**STATED TASK**
Please print the stretch of records below from the line containing "Give the outline of every instance of the stone" through the line containing "[[[400,4],[0,0],[0,435],[401,433]]]", both ends included, with every character unchanged.

········

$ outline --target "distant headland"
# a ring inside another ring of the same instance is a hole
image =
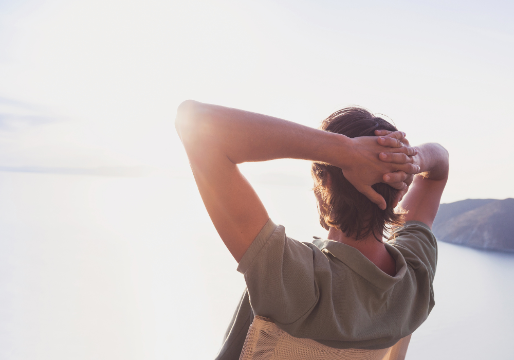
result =
[[[432,230],[439,241],[514,252],[514,199],[442,204]]]

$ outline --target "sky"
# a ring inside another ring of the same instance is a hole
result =
[[[313,127],[357,104],[387,115],[411,143],[449,150],[443,202],[514,197],[513,10],[499,1],[3,1],[0,170],[190,176],[173,127],[184,100]],[[250,179],[309,181],[305,162],[242,168]]]

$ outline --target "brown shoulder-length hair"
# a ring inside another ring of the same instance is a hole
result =
[[[374,136],[375,130],[397,130],[383,119],[356,106],[336,111],[321,122],[320,129],[351,138]],[[393,209],[398,190],[389,185],[379,183],[372,186],[386,200],[387,207],[381,210],[346,180],[340,168],[313,163],[311,173],[314,191],[323,201],[320,206],[324,207],[324,211],[319,209],[322,226],[325,227],[324,222],[356,240],[373,235],[381,242],[384,231],[403,223],[403,215]]]

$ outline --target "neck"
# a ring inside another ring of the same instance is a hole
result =
[[[377,241],[373,235],[356,240],[355,238],[348,237],[340,230],[331,226],[327,239],[355,248],[384,272],[392,276],[396,274],[396,262],[386,249],[383,243]]]

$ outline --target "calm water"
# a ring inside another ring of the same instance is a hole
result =
[[[256,187],[288,235],[325,235],[308,186]],[[189,175],[0,173],[0,230],[2,359],[212,358],[244,286]],[[407,358],[514,358],[513,279],[514,255],[440,243]]]

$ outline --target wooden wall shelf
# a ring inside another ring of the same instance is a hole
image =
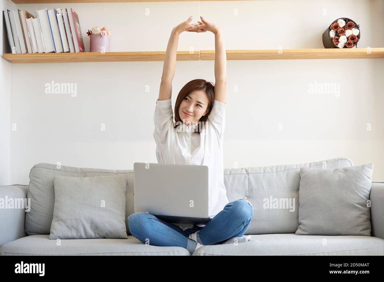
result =
[[[164,61],[165,51],[143,52],[98,52],[78,53],[35,53],[5,54],[4,57],[12,63],[81,63]],[[177,61],[199,61],[200,54],[195,51],[177,51]]]
[[[278,50],[227,50],[227,60],[278,60],[308,59],[359,59],[384,58],[384,48],[283,49]],[[200,51],[200,59],[214,60],[214,50]]]
[[[232,0],[200,0],[202,1]],[[199,0],[12,0],[15,4],[46,4],[47,3],[101,3],[124,2],[170,2],[198,1]]]
[[[384,58],[384,48],[351,49],[283,49],[278,50],[227,50],[227,60],[278,60],[311,59],[377,59]],[[79,53],[5,54],[4,57],[12,63],[81,63],[164,61],[165,51],[108,52]],[[177,51],[177,61],[213,60],[214,50]]]

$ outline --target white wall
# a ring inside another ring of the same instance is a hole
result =
[[[0,12],[7,12],[15,7],[13,2],[0,0]],[[11,70],[12,64],[2,57],[4,50],[8,52],[6,45],[7,35],[3,33],[3,20],[0,24],[0,185],[10,183],[11,151]],[[5,30],[4,30],[5,31]]]
[[[45,7],[73,8],[87,50],[87,30],[108,25],[111,51],[165,51],[172,28],[191,15],[195,22],[199,10],[220,27],[227,49],[323,48],[323,33],[344,16],[360,25],[358,47],[384,46],[381,0],[16,6],[34,14]],[[212,49],[214,38],[209,32],[184,33],[178,49]],[[228,61],[224,167],[235,162],[239,167],[258,167],[345,157],[355,165],[373,163],[373,181],[384,181],[383,62]],[[39,162],[115,169],[157,162],[153,115],[162,66],[162,62],[12,64],[10,123],[17,129],[10,132],[10,182],[29,183],[30,170]],[[178,61],[173,105],[188,81],[214,81],[214,67],[213,61]],[[45,84],[51,81],[76,83],[77,96],[46,94]],[[315,82],[336,84],[339,96],[309,93],[309,84]]]

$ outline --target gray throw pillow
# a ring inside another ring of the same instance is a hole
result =
[[[128,238],[124,175],[54,177],[50,239]]]
[[[300,170],[296,235],[371,236],[373,164]]]

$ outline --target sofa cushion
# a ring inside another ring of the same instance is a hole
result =
[[[294,233],[299,226],[300,168],[353,165],[348,158],[337,158],[297,165],[225,169],[224,185],[230,202],[243,198],[253,206],[245,235]]]
[[[296,235],[371,236],[369,193],[373,164],[302,168]]]
[[[50,239],[126,239],[124,174],[56,175]]]
[[[128,216],[134,212],[133,170],[117,170],[77,168],[50,163],[34,165],[29,174],[29,190],[28,198],[31,199],[31,210],[26,213],[25,232],[28,235],[49,234],[53,217],[55,189],[53,178],[55,175],[78,177],[95,175],[126,175],[125,225],[127,234],[130,235]]]
[[[48,235],[27,236],[0,246],[0,256],[190,256],[181,247],[143,244],[133,236],[127,239],[61,239],[58,245]]]
[[[251,241],[204,246],[193,256],[384,256],[384,239],[367,236],[251,235]]]

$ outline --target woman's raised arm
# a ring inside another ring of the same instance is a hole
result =
[[[186,21],[175,26],[172,30],[164,58],[163,73],[161,76],[161,82],[160,83],[159,94],[158,100],[159,101],[168,100],[172,97],[172,81],[175,76],[179,36],[182,32],[185,31],[187,28],[193,26],[189,24],[192,20],[192,17],[193,16],[191,16]]]
[[[215,100],[225,102],[227,94],[227,54],[221,31],[215,24],[207,21],[202,16],[198,24],[187,29],[195,32],[211,31],[215,35]]]

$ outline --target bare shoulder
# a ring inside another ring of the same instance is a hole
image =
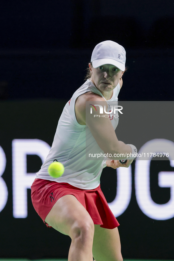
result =
[[[75,111],[77,122],[81,125],[85,125],[86,102],[87,101],[105,101],[102,97],[91,92],[85,92],[79,96],[75,102]]]

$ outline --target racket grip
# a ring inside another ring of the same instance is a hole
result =
[[[103,161],[102,163],[102,167],[103,167],[103,169],[104,169],[104,168],[105,168],[105,167],[106,167],[106,161]]]
[[[125,164],[127,162],[127,159],[119,159],[119,162],[121,164]]]

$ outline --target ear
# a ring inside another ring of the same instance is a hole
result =
[[[125,70],[126,70],[126,69],[125,69],[125,70],[124,71],[124,72],[122,72],[122,73],[121,75],[121,78],[122,77],[123,75],[123,73],[124,73],[124,72],[125,72]]]
[[[89,67],[90,68],[90,72],[92,74],[92,66],[90,62],[89,63]]]

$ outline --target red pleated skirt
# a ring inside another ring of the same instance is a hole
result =
[[[67,183],[59,183],[40,179],[35,179],[31,189],[34,207],[45,221],[46,217],[57,200],[66,195],[73,195],[88,212],[94,223],[105,228],[112,229],[119,223],[108,205],[100,185],[94,189],[84,190]]]

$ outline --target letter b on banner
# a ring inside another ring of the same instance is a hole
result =
[[[1,176],[5,169],[6,159],[4,151],[0,146],[0,212],[6,205],[8,191],[6,183]]]

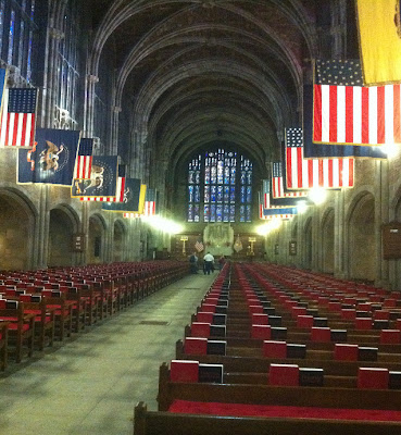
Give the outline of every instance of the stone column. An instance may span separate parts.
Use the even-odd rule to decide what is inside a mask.
[[[87,74],[85,82],[85,105],[84,105],[84,133],[87,137],[93,136],[95,127],[95,87],[99,77]]]
[[[115,105],[113,108],[113,113],[112,113],[112,137],[111,137],[111,144],[112,144],[112,149],[111,153],[114,156],[118,154],[118,119],[120,119],[120,113],[122,112],[122,108]]]
[[[37,240],[37,269],[46,269],[48,266],[49,253],[49,186],[37,185],[40,189],[40,203],[38,216],[38,240]]]
[[[335,192],[335,276],[337,278],[346,278],[346,246],[344,246],[344,191],[337,190]]]
[[[88,249],[89,249],[89,202],[82,202],[82,220],[79,232],[84,235],[85,250],[79,256],[79,264],[86,265],[88,262]]]
[[[388,160],[375,162],[376,184],[375,192],[375,239],[376,239],[376,281],[379,287],[389,286],[389,263],[383,259],[381,226],[389,222],[389,171]]]

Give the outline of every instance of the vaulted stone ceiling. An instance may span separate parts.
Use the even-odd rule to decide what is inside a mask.
[[[315,0],[97,0],[99,51],[117,51],[117,102],[172,167],[230,144],[263,167],[298,123]],[[100,11],[103,11],[101,13]],[[99,34],[98,34],[99,35]],[[118,105],[118,104],[117,104]]]

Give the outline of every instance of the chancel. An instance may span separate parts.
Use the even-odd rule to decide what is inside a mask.
[[[400,4],[0,0],[0,435],[401,433]]]

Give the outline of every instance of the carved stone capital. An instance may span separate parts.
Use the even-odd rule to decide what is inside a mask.
[[[58,28],[54,28],[54,27],[49,27],[49,36],[51,38],[58,39],[58,40],[61,40],[61,39],[65,38],[64,33],[59,30]]]
[[[88,74],[87,75],[87,80],[89,83],[99,83],[99,77],[95,74]]]

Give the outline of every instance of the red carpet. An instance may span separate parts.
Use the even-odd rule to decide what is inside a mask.
[[[341,409],[279,407],[266,405],[217,403],[175,400],[170,412],[186,414],[259,417],[259,418],[293,418],[324,420],[360,420],[360,421],[401,421],[401,411],[377,409]]]

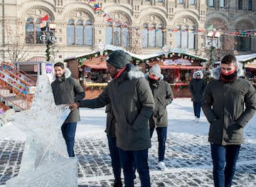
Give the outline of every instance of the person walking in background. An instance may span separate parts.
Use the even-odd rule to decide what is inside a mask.
[[[151,147],[149,119],[154,108],[149,85],[139,67],[129,62],[123,50],[117,50],[106,58],[107,73],[113,78],[98,97],[69,105],[76,107],[99,108],[111,104],[116,119],[115,135],[125,187],[134,186],[134,166],[141,186],[150,186],[148,149]],[[135,165],[135,166],[134,166]]]
[[[85,97],[85,90],[79,82],[71,76],[71,72],[62,63],[54,64],[55,80],[51,83],[56,105],[70,104],[82,100]],[[80,121],[79,109],[72,111],[61,127],[68,156],[74,157],[75,129]]]
[[[203,79],[203,74],[201,70],[197,70],[193,74],[193,78],[189,82],[189,91],[191,93],[195,122],[199,122],[201,102],[206,87],[206,82]]]
[[[215,187],[231,186],[243,129],[256,110],[256,90],[245,80],[242,65],[234,55],[224,56],[220,66],[211,71],[202,109],[210,122],[210,142]]]
[[[168,127],[166,106],[172,102],[173,93],[170,85],[164,80],[164,75],[161,74],[160,67],[157,64],[153,65],[145,78],[149,82],[155,103],[155,109],[149,119],[150,137],[152,137],[156,128],[159,142],[159,164],[156,166],[164,170],[166,168],[164,153]]]
[[[107,133],[107,142],[111,157],[111,165],[114,173],[114,187],[122,187],[121,180],[121,161],[117,146],[117,138],[115,136],[116,120],[113,115],[110,104],[107,105],[105,112],[107,113],[107,125],[105,132]]]

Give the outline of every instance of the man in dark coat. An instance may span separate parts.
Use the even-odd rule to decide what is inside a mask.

········

**OUTPUT BELOW**
Give the outline of every instance of the stone column. An instance may span separate parts.
Use the even-odd rule to decide what is inside a mask.
[[[87,74],[85,82],[85,105],[84,105],[84,133],[87,137],[93,136],[95,127],[95,87],[99,77]]]
[[[115,105],[113,108],[113,113],[112,113],[112,137],[111,137],[111,144],[112,144],[112,149],[111,153],[114,156],[118,154],[118,119],[120,119],[120,113],[122,112],[122,108]]]
[[[37,240],[37,269],[46,269],[48,266],[49,253],[49,186],[37,185],[40,189],[40,203],[38,216],[38,240]]]
[[[335,192],[335,276],[337,278],[346,278],[346,246],[344,246],[344,191],[337,190]]]
[[[88,249],[89,249],[89,202],[82,202],[82,220],[79,232],[84,235],[85,250],[79,256],[79,264],[86,265],[88,262]]]
[[[388,160],[375,162],[376,184],[375,192],[375,239],[376,239],[376,281],[379,287],[389,286],[389,263],[383,259],[381,226],[389,222],[389,171]]]

Give the outline of every instance of the vaulted stone ceiling. An instance may span separate parts.
Use the even-odd rule to decide what is inside a mask.
[[[315,0],[97,0],[99,51],[117,51],[117,102],[172,167],[230,144],[263,167],[298,123]],[[100,11],[103,11],[101,13]],[[99,34],[98,34],[99,35]],[[118,105],[118,104],[117,104]]]

Give the outline of every instance of the chancel. An instance may span separate parts.
Use the even-odd rule to decide what is inside a mask.
[[[400,4],[0,0],[0,435],[401,433]]]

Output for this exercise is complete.